= Beginning of Section =

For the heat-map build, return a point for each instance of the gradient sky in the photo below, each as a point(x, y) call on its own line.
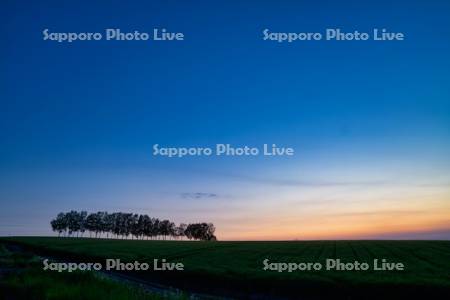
point(369, 121)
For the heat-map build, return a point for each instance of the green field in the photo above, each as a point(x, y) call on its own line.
point(235, 269)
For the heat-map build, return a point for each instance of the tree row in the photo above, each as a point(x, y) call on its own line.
point(123, 225)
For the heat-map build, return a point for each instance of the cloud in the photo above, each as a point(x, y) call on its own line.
point(198, 195)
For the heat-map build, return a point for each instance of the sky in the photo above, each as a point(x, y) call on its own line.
point(369, 120)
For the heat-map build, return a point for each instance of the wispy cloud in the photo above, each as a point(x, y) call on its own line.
point(198, 195)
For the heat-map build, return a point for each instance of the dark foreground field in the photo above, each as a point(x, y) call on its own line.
point(235, 269)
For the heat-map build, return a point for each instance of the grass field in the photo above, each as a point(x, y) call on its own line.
point(236, 268)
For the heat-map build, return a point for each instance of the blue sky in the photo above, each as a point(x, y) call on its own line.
point(370, 121)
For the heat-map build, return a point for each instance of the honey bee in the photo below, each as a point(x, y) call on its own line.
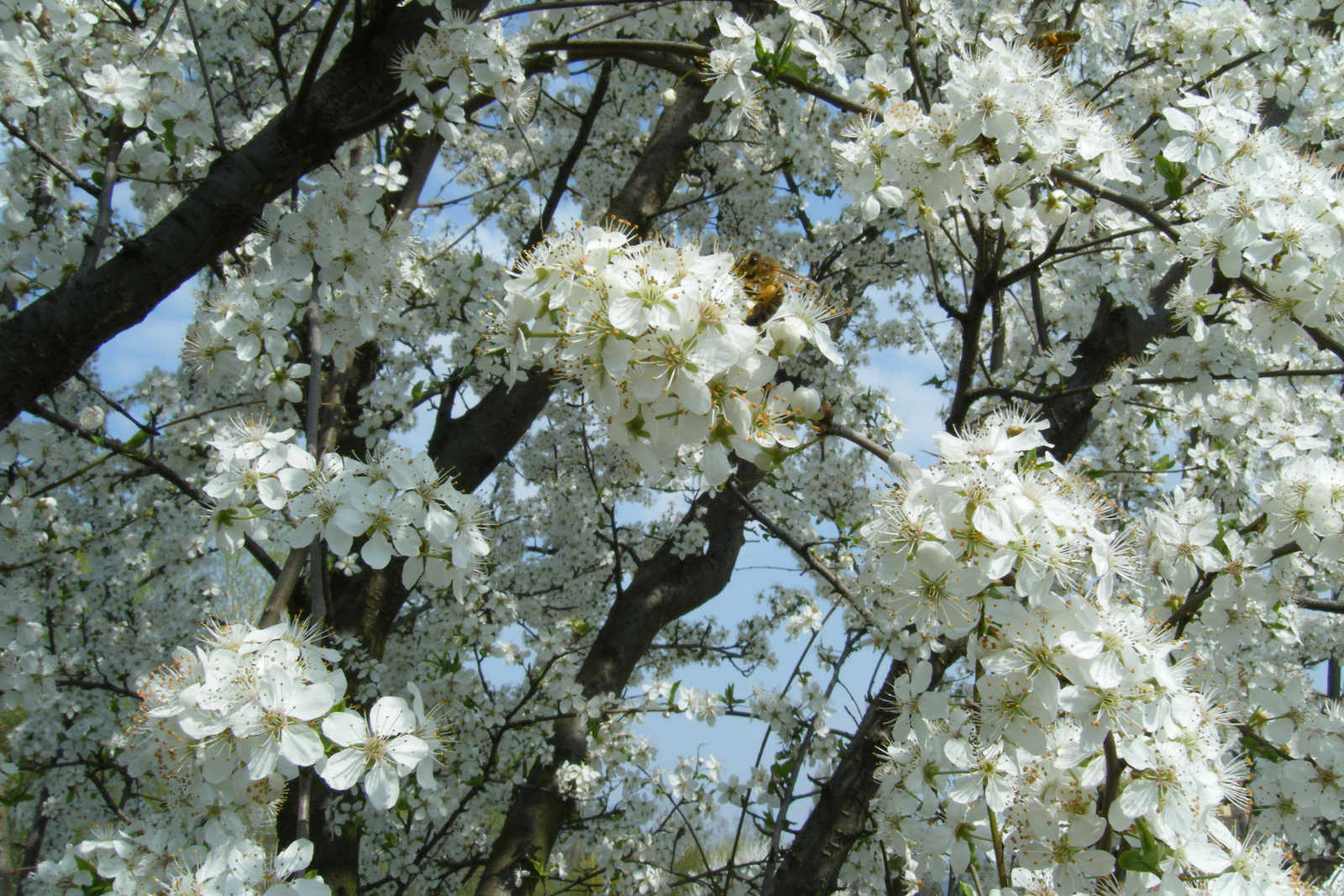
point(766, 282)
point(1055, 45)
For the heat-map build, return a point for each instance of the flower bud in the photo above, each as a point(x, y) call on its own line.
point(91, 419)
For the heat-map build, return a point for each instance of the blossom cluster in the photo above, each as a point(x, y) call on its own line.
point(221, 732)
point(1072, 679)
point(396, 503)
point(1005, 123)
point(336, 249)
point(656, 335)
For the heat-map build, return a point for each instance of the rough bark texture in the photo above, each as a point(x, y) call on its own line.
point(470, 448)
point(46, 343)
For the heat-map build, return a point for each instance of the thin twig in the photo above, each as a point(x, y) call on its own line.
point(205, 76)
point(158, 466)
point(87, 186)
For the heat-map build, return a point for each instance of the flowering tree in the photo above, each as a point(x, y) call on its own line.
point(260, 637)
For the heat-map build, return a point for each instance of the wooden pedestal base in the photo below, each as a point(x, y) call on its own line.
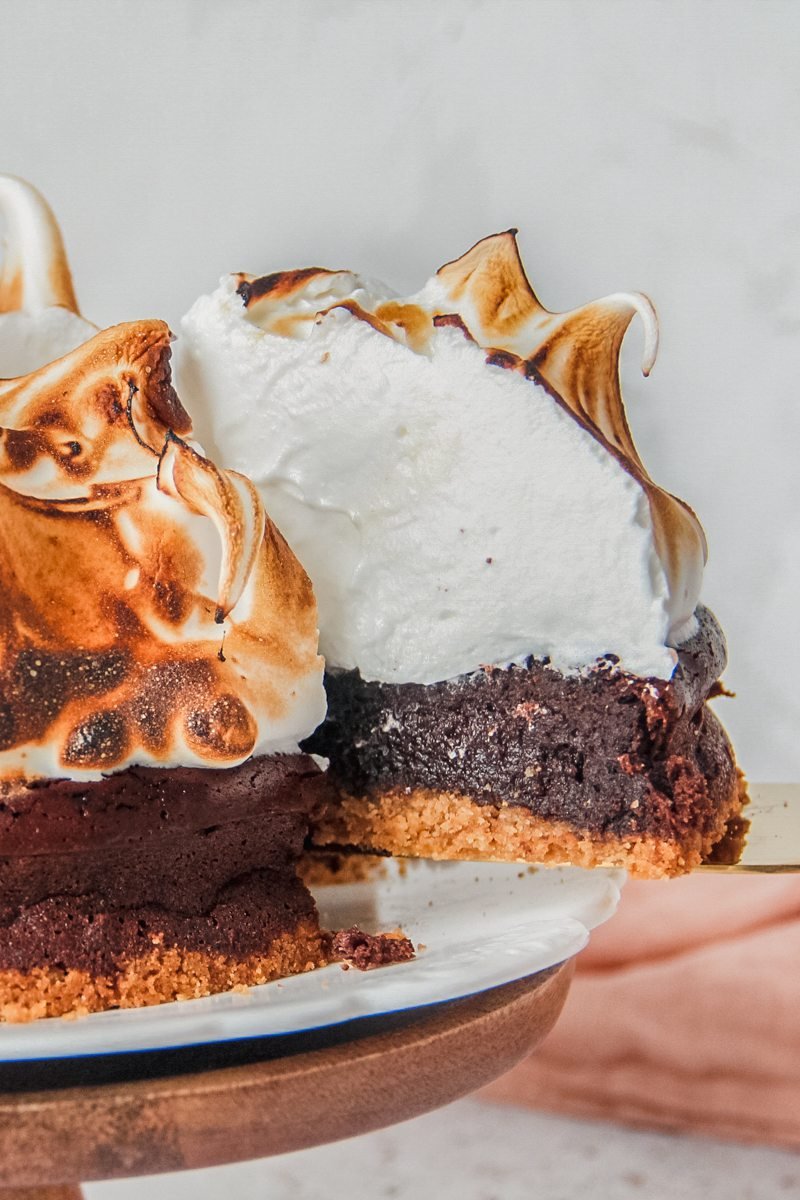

= End of Section =

Work to complete: Write out all the entries word for word, but skip any images.

Your response:
For the heat-map build, return a point for each instance of the gradient sky in the photo below, each as a point(x, y) call on its own line.
point(369, 121)
For the heat-map build, return a point for each instance of the green field in the photo above, each as a point(x, y) call on its own line.
point(235, 269)
For the heat-map build, return a point for each instance of the tree row in the photo above, each as a point(x, y) call on its own line.
point(123, 225)
For the heat-map build, return a point for each instance of the cloud in the photo above, each as a point(x, y) call on its own line.
point(198, 195)
For the heat-map build, return a point for each instance of the sky in the photo above, each as a point(x, y) call on its own line.
point(369, 120)
For the heat-map build, return a point for each instance of the wispy cloud in the photo above, each as a point(x, y) call on its own line.
point(198, 195)
For the heat-map build, return a point for each instance of the dark foreground field in the photo above, each as a point(x, y) call on its own line.
point(235, 269)
For the heat-map build, return a point for each instance of the grass field in the photo above, each as a point(x, y) call on its own line.
point(236, 268)
For the heat-map build, return a point for each instance of the blue sky in the photo above, each as a point(x, y) call on its own line.
point(370, 121)
For the heat-map build, return a point for each instance of the honey bee in the photo below, each as a point(x, y) call on its own line.
point(766, 282)
point(1055, 45)
For the heat-map build, return a point for each instance of the flower bud in the photo above, each as a point(x, y) call on its own line.
point(91, 419)
For the heat-map build, return a point for each instance of the blossom cluster in the photo above, each as a point(x, y) call on its own line.
point(221, 732)
point(1072, 679)
point(396, 503)
point(1005, 123)
point(336, 249)
point(656, 335)
For the heat-map build, return a point for each instance of the rough bark texture in the photo above, each as a point(x, y) call on its own line.
point(470, 448)
point(46, 343)
For the heat-map build, return a point for each instance of the thin twig in the photo above, each as a point(x, y) call on its own line.
point(205, 76)
point(158, 466)
point(87, 186)
For the heat-map build, return a point for each instance of the flowering tree in the photo above, each as a point(x, y) call on its own line.
point(260, 637)
For the heat-map build, return a point for each instance of the wooden pedestal base in the photo below, each as a point(x, y) call on its own line.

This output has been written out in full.